## Materials provided

- - - -

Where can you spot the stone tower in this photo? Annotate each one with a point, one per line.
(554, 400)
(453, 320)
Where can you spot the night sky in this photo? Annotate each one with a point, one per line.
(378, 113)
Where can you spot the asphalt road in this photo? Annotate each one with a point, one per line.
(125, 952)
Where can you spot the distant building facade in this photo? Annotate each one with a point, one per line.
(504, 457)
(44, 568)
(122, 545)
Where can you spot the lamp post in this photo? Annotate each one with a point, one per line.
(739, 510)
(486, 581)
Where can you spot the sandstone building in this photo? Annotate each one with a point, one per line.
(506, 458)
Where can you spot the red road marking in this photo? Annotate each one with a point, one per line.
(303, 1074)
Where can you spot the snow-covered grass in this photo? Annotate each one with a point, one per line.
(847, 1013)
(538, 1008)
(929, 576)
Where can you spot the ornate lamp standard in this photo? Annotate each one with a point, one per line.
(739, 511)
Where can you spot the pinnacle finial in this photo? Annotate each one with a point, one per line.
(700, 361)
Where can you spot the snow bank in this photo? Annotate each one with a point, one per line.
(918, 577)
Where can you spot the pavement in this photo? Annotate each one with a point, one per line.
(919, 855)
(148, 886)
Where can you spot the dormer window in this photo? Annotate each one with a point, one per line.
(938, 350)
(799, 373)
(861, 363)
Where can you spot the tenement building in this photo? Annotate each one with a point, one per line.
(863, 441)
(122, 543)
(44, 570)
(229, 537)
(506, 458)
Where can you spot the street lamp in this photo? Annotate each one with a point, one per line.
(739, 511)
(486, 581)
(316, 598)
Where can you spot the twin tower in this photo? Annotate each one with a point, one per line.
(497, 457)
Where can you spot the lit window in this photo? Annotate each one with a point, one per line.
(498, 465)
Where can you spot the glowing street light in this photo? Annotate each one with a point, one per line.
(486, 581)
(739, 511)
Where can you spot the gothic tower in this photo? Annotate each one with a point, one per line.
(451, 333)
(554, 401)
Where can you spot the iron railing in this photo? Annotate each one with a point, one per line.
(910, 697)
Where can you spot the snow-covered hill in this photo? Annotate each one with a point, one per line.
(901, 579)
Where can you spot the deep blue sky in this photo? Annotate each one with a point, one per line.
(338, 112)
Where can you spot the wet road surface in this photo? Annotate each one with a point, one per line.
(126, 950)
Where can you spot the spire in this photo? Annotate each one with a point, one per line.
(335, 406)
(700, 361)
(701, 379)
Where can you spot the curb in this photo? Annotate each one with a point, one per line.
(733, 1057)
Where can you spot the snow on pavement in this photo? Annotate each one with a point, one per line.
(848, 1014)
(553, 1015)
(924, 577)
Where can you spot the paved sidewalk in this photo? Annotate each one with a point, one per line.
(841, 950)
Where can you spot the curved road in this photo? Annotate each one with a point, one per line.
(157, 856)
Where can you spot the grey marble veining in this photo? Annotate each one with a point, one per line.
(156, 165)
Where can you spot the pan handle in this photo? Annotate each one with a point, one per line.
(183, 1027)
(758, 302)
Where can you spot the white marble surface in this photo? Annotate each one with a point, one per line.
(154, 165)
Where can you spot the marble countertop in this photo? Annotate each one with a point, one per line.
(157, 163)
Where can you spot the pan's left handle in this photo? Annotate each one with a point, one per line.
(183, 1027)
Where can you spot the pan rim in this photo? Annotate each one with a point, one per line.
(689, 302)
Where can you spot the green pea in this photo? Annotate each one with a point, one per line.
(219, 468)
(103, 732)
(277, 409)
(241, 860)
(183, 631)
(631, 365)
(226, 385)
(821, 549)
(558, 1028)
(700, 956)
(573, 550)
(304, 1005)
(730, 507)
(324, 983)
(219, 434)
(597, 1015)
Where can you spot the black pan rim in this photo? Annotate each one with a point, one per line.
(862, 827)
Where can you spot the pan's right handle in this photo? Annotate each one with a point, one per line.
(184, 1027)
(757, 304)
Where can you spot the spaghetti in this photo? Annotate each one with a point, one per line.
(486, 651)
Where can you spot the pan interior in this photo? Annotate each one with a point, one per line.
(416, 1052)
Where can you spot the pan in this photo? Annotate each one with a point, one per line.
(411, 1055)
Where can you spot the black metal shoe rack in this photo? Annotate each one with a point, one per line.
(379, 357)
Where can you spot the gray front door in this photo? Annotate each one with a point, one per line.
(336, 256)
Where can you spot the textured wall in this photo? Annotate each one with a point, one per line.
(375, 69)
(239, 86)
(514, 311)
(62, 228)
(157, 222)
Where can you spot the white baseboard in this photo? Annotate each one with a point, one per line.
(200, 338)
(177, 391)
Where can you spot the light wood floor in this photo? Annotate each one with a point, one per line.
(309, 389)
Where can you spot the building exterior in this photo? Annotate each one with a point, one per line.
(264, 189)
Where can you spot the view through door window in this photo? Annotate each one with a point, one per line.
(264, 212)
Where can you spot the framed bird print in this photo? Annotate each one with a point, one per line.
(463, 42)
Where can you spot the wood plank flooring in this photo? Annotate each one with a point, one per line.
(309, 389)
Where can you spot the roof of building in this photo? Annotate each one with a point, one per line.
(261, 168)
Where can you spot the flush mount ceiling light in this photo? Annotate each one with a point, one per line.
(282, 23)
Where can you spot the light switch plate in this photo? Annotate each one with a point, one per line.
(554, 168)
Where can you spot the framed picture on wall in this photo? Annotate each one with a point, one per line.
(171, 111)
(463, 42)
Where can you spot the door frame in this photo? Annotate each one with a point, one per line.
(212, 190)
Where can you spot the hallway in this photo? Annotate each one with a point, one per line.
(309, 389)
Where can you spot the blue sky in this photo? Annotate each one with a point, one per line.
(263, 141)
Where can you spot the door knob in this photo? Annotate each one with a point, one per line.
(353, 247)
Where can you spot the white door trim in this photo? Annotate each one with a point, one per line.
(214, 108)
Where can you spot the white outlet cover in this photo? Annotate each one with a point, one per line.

- - - -

## Directions
Retype all of the lines above word for word, keeping their order.

## Output of the exercise
Where can you spot the stone tower in this photo? Annotate each one with a point, one per line.
(554, 400)
(453, 320)
Where can you spot the night sky in this photo? Annotate each one with a point, one per line.
(378, 113)
Where can you spot the asphalt road in this photo? Annotate each one with a point, one per line.
(125, 952)
Where can you spot the distant building facade in this photo? Annotate each one with a point, one per line.
(504, 457)
(44, 568)
(122, 545)
Where can you spot the lamp post in this photo? Annotate each one with a point, one per line.
(739, 510)
(486, 581)
Where can you spot the sandstone building in this photo? Annotate each one with a point, one per line.
(506, 458)
Where can you spot the red road marking in this photo? Annotate each one with a point, one per line.
(303, 1074)
Where can you spot the snow-covered grass in this photo? Annotate each one with a point, one per line.
(847, 1013)
(538, 1008)
(929, 576)
Where can you spot the ornate lamp standard in this photo? Annotate each one with a point, one per line.
(739, 511)
Where can you spot the pinnacle finial in this photo? Annotate each one with a point, one per line.
(700, 361)
Where can you spot the snow bank in this photo? Annotate each one with a point, one per line.
(918, 577)
Where can you spot the pavement in this photo? Annotate each one with a point, one per line.
(919, 855)
(148, 886)
Where can you spot the dormer window in this photo? Annotate each one with a point, one per line.
(938, 350)
(799, 373)
(861, 363)
Where can you spot the tenement building in this photo? Annotate each one with a point, one per line.
(863, 441)
(122, 543)
(44, 570)
(229, 537)
(506, 458)
Where can you spot the street lamp in this photo? Annotate each one with a point, one per line.
(739, 511)
(486, 581)
(316, 598)
Where can you spot the twin tower in this photo? Annotate each one with a point, one per line.
(497, 457)
Where can you spot the lit window in this photo? Annotate each one with a point, one per line.
(498, 465)
Where can you spot the glowing street light in this photo? Annotate each one with a point, one per line.
(486, 581)
(739, 511)
Where can you spot the gothic tower in this photo? Annotate each one with a point, one per line.
(451, 333)
(554, 401)
Where can you spot the iron railing in this photo? Annotate each one with a point, one per line.
(910, 697)
Where can you spot the snow-covered hill in this photo? Annotate each one with a point, one per line.
(901, 579)
Where can you spot the deep blue sky in this photo? Annotate each one with a point, one per line.
(338, 112)
Where can you spot the wet road surface in this photo? Annotate each one with a point, one per line.
(126, 950)
Where can you spot the spire in this photo? Annotate each one with a point, one per line.
(335, 406)
(700, 361)
(701, 379)
Where can you spot the curb in this photo? Annotate each one with a point, one per line.
(733, 1057)
Where can you spot the snow on pavement in this photo? Annotate each one with a point, one per line.
(848, 1014)
(553, 1015)
(924, 577)
Where can you spot the paved sidewalk in this photo? Annotate each one with a point, one per line.
(841, 950)
Where can you spot the curved road in this photo? Annotate each one with a point, one per line.
(157, 856)
Where can you spot the grey marble veining in this photo? Annotate each one with a point, one per line.
(156, 165)
Where can you spot the pan handle in this photo? Annotate each one with a point, one per line.
(183, 1027)
(758, 302)
Where can you spot the white marble surface in this photo? Annotate each one with a point, one per line.
(154, 165)
Where can you spot the marble countertop in this photo? Annotate each one with a point, one per line.
(157, 163)
Where can you spot the pan's left handle in this photo? Annotate each one with a point, one per line.
(183, 1027)
Where can you spot the pan rim in this photo? Annotate each one with a point, one per line.
(689, 302)
Where can you spot the green pea in this photo? Annotate each one with a point, one per line.
(219, 468)
(103, 732)
(277, 409)
(241, 860)
(183, 631)
(631, 365)
(226, 385)
(821, 549)
(558, 1028)
(700, 956)
(573, 550)
(304, 1005)
(730, 507)
(324, 983)
(219, 434)
(597, 1015)
Where can you spot the black pan rim in this photo? Annotate each one with a point, one per line.
(862, 827)
Where can you spot the pan's right handle in this photo? Annotate each one with a point, one per line.
(184, 1027)
(757, 304)
Where can you spot the spaghetti in this photo? Annotate each one with a point, one per line.
(486, 651)
Where can you spot the pan interior in this photo? Annotate each one with a point, one per line.
(416, 1052)
Where can you spot the pan in this photo? Annotate each one with a point, one per line.
(411, 1055)
Where can you spot the black metal shoe rack in this photo? Annotate each one with a point, one per line.
(379, 357)
Where can you spot the gray front door in this photo? Annotate each one with a point, one per line.
(336, 256)
Where can you spot the textured wall in this photo? Annotate each one with a point, one per line.
(375, 69)
(239, 86)
(514, 311)
(62, 228)
(157, 222)
Where can you spot the white baseboard in this photo? Annotate each one with a point, one per line.
(200, 338)
(177, 391)
Where can you spot the light wood floor in this photo? Annotate each one with a point, one per line.
(309, 389)
Where can you spot the building exterior in this photo? Annotate each one with a point, one per line.
(264, 189)
Where can you spot the view through door window in this photo? Annotate each one with a point, one per line.
(264, 212)
Where can you spot the framed bird print in this photo? Annotate each one with a point, one per line.
(463, 42)
Where can you spot the wood plank flooring in this photo? Annotate each one with a point, one per line.
(309, 389)
Where can you spot the roof of building in this photo? Annotate each one with a point, one per line.
(261, 168)
Where can you spot the flush mount ceiling light in this photo? Annotate each one with a point, one per line.
(282, 23)
Where can you spot the light switch plate in this photo? Annotate each one with a point, one per line.
(554, 168)
Where can you spot the framed picture on wall in this photo? Annotate each one with a point, one per line.
(171, 111)
(463, 42)
Where can you spot the door frame in this photo? Annotate each one with a point, one per line.
(212, 190)
Where can you spot the hallway in this photo? Annotate each one with a point, one per line.
(309, 389)
Where can you spot the blue sky in this photo? Annotate each one with a point, one per line.
(263, 141)
Where can you spot the door knob in this photo? Annotate each one with a point, one per line.
(353, 247)
Where can you spot the white door trim in this photo? Annotate each one with a point, one per line.
(214, 108)
Where can you spot the white outlet cover in this photo? Annotate each one with a point, one per line.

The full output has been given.